• How to complete this task:
Nothing but an exact reprint of the records is to be returned.

Segment Start: Information given

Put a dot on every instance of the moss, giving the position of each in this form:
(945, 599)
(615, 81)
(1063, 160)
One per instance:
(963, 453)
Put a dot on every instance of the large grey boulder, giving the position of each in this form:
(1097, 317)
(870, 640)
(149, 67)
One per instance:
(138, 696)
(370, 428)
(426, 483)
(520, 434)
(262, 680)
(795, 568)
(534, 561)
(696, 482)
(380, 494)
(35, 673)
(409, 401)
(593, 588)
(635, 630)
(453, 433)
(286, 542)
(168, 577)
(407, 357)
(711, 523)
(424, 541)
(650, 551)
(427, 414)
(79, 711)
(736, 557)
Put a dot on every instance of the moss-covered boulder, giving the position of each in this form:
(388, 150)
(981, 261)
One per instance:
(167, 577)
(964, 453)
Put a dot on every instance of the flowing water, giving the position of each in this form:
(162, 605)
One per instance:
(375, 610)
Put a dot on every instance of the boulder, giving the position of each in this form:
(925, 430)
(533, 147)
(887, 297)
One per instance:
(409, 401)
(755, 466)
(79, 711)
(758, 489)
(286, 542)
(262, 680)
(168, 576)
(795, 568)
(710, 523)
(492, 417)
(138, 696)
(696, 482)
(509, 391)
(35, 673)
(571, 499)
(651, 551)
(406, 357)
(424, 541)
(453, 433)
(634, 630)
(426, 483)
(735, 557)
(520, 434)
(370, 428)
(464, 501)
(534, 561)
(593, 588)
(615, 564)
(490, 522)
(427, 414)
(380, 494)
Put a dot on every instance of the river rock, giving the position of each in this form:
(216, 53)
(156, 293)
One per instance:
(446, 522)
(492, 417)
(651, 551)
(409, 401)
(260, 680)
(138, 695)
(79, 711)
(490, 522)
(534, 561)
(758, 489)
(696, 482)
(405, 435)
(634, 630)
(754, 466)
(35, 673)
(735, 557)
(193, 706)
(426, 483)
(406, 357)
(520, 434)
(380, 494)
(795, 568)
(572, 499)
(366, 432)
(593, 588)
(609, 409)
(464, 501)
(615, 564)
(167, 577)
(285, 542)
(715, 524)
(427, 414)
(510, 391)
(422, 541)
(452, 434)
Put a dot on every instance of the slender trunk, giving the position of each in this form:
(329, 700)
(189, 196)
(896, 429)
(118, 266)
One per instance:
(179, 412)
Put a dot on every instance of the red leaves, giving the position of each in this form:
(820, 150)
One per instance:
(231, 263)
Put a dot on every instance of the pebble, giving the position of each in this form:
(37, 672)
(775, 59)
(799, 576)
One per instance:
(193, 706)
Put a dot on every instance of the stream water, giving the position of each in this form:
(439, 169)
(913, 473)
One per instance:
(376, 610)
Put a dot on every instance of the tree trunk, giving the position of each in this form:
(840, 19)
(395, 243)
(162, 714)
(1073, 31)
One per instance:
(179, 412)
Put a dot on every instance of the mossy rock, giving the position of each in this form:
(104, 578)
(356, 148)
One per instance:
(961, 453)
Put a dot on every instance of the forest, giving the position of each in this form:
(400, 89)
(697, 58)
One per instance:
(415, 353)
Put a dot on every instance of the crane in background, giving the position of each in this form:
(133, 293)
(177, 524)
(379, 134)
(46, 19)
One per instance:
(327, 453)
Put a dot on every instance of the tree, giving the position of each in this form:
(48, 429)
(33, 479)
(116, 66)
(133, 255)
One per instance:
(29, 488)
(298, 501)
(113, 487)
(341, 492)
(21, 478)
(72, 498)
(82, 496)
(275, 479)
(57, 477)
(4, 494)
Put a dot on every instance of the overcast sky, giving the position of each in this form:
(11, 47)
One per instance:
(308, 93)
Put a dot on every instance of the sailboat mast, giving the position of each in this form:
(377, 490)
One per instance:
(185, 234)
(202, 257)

Segment End: Information given

• Solution:
Put a dot on every instance of the moss, giving the position of each in this form:
(945, 599)
(615, 81)
(1063, 160)
One per instance:
(963, 453)
Put a dot on every instance of the large grey boulder, giving the position of each in this form:
(1097, 317)
(870, 640)
(149, 67)
One per instance:
(138, 696)
(370, 428)
(426, 483)
(520, 434)
(262, 680)
(795, 568)
(534, 561)
(696, 482)
(380, 494)
(35, 673)
(409, 401)
(593, 588)
(635, 630)
(453, 433)
(286, 542)
(168, 577)
(407, 357)
(711, 523)
(424, 541)
(650, 551)
(427, 414)
(79, 711)
(736, 557)
Put a dot on every instance of the moss-covered boulder, giving the position of each in this form:
(388, 150)
(981, 261)
One per instance:
(167, 577)
(964, 453)
Put a dot on every instance of the flowing water, giving the position of each in this form:
(162, 605)
One per instance:
(375, 610)
Put a dot on every instance of the boulder, giving the position of each in this form:
(925, 430)
(533, 147)
(887, 297)
One per instance:
(409, 401)
(755, 466)
(79, 711)
(758, 489)
(286, 542)
(262, 680)
(168, 576)
(795, 568)
(710, 523)
(492, 417)
(138, 696)
(696, 482)
(509, 391)
(35, 673)
(571, 499)
(651, 551)
(406, 357)
(424, 541)
(453, 433)
(634, 630)
(426, 483)
(735, 557)
(520, 434)
(370, 428)
(464, 501)
(534, 561)
(593, 588)
(615, 564)
(490, 522)
(427, 414)
(380, 494)
Put a dot on every instance of the river rock, giving the position of each in this form:
(216, 53)
(156, 293)
One per instance:
(446, 522)
(492, 417)
(651, 551)
(409, 401)
(260, 680)
(138, 695)
(79, 711)
(490, 522)
(534, 561)
(758, 489)
(696, 482)
(405, 435)
(634, 630)
(754, 466)
(35, 673)
(735, 557)
(193, 706)
(426, 483)
(406, 357)
(520, 434)
(380, 494)
(795, 568)
(572, 499)
(366, 432)
(593, 588)
(609, 409)
(464, 501)
(615, 564)
(167, 577)
(285, 542)
(715, 524)
(427, 414)
(510, 391)
(422, 541)
(452, 434)
Put a dot on every instance of the slender trunk, giving the position of each in this form:
(329, 700)
(189, 196)
(896, 429)
(118, 266)
One per instance:
(179, 412)
Put a dot on every instance of the red leaves, giving the position of each in this form:
(820, 150)
One per instance:
(231, 263)
Put a dot on every instance of the pebble, giving the position of each in this form:
(37, 672)
(775, 59)
(799, 576)
One per instance:
(193, 706)
Put a dot on every instance of the stream water, giving the position of each in this form:
(439, 169)
(913, 473)
One per instance:
(376, 610)
Put a dot on every instance of the tree trunk, giving the position of each in this form:
(840, 19)
(395, 243)
(162, 714)
(1073, 31)
One per instance:
(179, 412)
Put a dot on every instance of the mossy rock, giving the position of each in this form:
(104, 578)
(356, 148)
One per instance:
(961, 453)
Put a dot on every instance of the forest, giving the position of each in this form:
(400, 89)
(697, 58)
One per instance:
(415, 353)
Put a dot on every instance of the crane in background, giving the position of each in this form:
(133, 293)
(177, 524)
(379, 134)
(46, 19)
One per instance:
(327, 453)
Put a dot on every instance of the tree, giving the position of each in this form:
(48, 429)
(33, 479)
(116, 66)
(133, 255)
One per instance:
(29, 488)
(298, 501)
(113, 487)
(341, 492)
(21, 478)
(72, 498)
(82, 496)
(275, 479)
(57, 477)
(4, 494)
Put a dot on every instance of the overcast sky, giving the position of each in this form:
(11, 47)
One per instance:
(308, 93)
Put a dot on every instance of the sailboat mast, giving the position of each in this form:
(377, 490)
One per instance:
(185, 234)
(202, 257)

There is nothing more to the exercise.